How many lines below contain the word "pickup"? Reply solely with the number.

"""

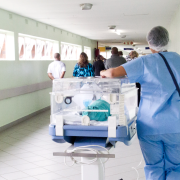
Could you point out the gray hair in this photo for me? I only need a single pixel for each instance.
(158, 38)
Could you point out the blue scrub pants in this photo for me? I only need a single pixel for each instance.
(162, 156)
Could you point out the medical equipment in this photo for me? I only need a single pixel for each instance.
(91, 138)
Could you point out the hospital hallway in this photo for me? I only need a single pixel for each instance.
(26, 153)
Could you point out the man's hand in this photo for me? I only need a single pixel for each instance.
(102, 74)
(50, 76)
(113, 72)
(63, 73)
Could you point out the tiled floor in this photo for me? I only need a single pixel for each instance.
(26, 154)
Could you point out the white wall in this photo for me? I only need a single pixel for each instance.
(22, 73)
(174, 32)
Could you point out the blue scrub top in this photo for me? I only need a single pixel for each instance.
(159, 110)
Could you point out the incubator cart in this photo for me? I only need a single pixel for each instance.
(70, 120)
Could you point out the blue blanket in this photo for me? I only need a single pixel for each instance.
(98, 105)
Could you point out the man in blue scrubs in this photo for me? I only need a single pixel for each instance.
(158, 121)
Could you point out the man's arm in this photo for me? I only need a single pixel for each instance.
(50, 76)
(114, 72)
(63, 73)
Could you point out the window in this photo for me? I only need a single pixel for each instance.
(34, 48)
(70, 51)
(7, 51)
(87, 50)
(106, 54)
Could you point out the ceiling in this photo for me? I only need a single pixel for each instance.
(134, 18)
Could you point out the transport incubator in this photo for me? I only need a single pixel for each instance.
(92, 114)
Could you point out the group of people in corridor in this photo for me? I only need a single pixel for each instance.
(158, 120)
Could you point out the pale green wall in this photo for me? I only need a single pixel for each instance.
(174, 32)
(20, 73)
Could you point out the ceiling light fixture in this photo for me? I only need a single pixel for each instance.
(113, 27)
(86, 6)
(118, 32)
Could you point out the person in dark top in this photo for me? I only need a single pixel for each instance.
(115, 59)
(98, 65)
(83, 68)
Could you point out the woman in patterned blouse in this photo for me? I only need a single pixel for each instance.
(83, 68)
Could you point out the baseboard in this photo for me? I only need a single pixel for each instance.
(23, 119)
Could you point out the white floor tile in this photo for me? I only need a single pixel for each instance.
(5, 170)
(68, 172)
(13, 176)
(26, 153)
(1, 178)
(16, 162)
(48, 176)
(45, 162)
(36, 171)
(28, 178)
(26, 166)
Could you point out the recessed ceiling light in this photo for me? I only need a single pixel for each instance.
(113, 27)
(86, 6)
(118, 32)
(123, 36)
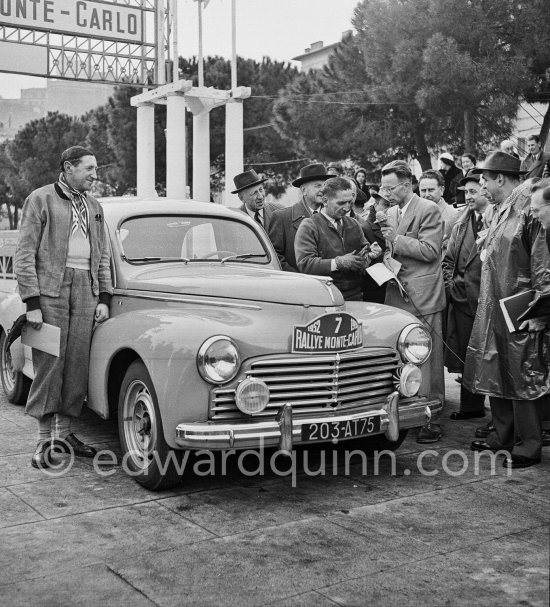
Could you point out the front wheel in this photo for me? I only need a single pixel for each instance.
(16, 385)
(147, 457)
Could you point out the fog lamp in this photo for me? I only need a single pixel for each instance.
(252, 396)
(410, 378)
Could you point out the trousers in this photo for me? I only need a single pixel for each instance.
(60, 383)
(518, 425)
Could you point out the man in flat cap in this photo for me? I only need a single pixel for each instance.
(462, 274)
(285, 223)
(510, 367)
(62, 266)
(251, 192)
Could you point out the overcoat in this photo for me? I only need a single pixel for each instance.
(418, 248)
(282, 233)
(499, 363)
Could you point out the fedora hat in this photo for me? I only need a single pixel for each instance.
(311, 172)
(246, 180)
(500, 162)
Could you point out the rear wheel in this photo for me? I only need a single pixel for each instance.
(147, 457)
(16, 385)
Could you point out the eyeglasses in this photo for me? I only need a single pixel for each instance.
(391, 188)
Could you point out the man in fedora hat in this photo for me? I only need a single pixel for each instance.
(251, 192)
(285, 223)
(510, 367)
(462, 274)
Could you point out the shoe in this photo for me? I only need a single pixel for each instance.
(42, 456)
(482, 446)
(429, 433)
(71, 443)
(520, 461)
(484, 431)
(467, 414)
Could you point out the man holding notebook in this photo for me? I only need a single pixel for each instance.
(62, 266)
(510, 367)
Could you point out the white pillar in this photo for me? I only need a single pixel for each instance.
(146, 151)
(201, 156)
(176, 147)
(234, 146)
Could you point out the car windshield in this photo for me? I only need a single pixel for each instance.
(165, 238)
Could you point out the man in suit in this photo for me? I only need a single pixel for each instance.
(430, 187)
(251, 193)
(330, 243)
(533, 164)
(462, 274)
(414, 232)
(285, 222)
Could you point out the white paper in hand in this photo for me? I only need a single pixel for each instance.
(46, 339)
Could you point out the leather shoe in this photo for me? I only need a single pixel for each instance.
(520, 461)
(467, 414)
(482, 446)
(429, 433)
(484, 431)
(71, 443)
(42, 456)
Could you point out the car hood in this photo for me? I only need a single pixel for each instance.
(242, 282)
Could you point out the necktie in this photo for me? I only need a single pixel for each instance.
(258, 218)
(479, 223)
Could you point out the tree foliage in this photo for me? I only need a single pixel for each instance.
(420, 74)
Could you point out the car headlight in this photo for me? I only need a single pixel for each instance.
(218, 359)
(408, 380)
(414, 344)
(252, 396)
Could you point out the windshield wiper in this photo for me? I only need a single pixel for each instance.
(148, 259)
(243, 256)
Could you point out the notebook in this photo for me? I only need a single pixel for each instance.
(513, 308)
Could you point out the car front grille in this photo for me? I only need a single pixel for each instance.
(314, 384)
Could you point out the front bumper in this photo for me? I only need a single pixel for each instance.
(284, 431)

"""
"""

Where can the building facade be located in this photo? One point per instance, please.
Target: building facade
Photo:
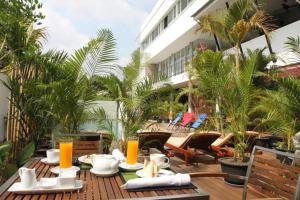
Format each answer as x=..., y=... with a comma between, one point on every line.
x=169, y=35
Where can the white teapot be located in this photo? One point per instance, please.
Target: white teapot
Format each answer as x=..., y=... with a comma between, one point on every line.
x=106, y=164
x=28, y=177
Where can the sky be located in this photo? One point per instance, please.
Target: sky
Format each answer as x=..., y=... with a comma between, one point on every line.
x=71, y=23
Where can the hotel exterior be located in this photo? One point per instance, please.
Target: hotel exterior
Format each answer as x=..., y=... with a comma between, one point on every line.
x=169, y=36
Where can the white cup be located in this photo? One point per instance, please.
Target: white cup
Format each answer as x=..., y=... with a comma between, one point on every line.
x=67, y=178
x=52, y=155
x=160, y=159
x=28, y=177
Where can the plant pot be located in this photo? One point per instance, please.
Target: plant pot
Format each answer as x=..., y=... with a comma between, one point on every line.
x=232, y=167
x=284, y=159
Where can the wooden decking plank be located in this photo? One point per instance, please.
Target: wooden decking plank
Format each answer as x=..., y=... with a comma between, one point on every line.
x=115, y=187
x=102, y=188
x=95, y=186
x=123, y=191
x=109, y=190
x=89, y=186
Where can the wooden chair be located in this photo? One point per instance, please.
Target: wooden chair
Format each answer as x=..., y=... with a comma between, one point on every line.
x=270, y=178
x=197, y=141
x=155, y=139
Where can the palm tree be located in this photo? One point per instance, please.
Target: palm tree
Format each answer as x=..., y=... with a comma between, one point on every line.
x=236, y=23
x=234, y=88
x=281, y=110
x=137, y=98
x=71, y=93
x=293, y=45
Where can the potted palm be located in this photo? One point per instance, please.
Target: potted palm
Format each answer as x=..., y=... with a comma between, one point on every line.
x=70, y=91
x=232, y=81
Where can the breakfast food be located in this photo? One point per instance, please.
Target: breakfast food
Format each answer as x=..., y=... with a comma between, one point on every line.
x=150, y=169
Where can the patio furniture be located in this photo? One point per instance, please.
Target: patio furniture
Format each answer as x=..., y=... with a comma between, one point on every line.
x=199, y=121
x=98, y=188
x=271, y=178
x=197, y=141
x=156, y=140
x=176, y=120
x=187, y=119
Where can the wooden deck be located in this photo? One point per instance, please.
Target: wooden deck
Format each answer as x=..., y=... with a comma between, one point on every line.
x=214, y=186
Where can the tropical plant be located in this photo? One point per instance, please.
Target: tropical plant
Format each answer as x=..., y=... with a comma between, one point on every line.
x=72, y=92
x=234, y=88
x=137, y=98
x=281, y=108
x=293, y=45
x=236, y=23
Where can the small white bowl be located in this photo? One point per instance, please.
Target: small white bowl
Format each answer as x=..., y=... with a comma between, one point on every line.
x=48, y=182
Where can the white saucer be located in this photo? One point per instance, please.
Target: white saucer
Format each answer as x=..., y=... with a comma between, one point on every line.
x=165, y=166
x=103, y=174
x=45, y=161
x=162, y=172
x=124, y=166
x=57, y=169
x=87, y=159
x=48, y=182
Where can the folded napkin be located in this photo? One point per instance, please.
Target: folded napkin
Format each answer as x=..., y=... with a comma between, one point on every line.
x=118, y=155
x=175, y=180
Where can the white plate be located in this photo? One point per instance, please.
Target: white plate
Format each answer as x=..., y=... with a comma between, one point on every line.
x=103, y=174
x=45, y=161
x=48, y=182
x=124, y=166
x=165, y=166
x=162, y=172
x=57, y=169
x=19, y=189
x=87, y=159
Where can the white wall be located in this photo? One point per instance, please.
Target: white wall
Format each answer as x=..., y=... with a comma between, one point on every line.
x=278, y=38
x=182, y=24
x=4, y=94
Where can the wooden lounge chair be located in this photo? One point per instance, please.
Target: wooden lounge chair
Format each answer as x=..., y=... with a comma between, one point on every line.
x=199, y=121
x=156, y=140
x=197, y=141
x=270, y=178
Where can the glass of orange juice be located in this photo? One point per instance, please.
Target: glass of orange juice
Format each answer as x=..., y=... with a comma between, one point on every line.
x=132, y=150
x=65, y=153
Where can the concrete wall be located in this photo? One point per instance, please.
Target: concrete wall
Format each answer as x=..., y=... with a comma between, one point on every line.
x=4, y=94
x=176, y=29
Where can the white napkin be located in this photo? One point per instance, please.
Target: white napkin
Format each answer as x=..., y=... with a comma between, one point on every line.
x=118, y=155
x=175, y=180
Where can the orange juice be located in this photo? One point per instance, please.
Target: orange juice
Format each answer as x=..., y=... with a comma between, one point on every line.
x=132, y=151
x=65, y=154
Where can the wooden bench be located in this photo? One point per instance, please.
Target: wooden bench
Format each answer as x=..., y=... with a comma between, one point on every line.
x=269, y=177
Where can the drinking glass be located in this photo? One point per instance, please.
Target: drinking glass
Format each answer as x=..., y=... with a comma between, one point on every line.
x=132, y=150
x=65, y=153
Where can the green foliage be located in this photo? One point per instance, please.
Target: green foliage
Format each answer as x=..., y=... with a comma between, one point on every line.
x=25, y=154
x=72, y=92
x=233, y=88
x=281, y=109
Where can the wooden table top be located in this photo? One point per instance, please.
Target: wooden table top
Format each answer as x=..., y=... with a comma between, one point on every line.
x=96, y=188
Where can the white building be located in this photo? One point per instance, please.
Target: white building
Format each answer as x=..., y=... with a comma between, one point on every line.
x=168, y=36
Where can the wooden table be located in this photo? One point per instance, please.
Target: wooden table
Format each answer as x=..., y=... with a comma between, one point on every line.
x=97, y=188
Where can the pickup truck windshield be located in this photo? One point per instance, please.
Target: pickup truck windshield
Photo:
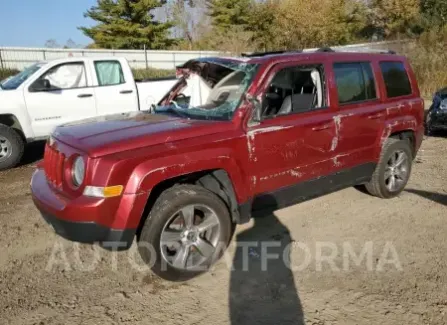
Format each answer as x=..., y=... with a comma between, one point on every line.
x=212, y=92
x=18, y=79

"""
"""

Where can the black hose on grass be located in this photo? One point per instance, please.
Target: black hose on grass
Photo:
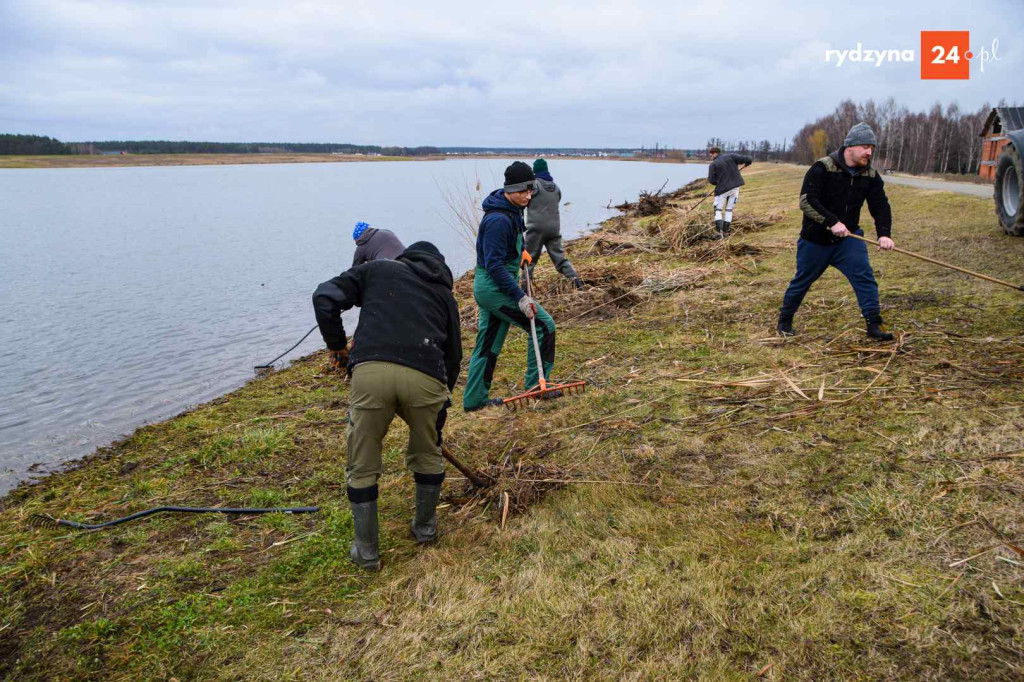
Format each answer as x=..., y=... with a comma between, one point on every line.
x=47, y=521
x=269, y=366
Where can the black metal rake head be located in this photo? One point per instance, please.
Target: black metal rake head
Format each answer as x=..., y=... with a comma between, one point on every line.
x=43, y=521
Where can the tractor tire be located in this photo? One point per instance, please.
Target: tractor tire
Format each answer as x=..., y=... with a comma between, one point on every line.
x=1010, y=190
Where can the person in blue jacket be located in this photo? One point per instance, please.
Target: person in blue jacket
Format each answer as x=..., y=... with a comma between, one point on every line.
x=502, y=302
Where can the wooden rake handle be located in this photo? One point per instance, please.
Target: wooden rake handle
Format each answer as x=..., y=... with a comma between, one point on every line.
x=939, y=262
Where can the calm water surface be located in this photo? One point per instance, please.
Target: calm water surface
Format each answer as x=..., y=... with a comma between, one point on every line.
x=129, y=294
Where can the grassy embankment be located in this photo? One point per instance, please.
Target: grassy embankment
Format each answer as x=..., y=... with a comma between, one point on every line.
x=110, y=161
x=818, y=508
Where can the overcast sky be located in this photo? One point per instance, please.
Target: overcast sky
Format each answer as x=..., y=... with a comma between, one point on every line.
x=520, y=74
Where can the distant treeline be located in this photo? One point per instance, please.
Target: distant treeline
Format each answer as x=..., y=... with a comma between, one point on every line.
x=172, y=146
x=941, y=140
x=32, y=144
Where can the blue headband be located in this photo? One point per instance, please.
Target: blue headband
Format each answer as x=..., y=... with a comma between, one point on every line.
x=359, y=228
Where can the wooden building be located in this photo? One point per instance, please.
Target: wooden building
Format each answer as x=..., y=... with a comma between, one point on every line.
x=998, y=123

"""

■ Answer to this problem: 2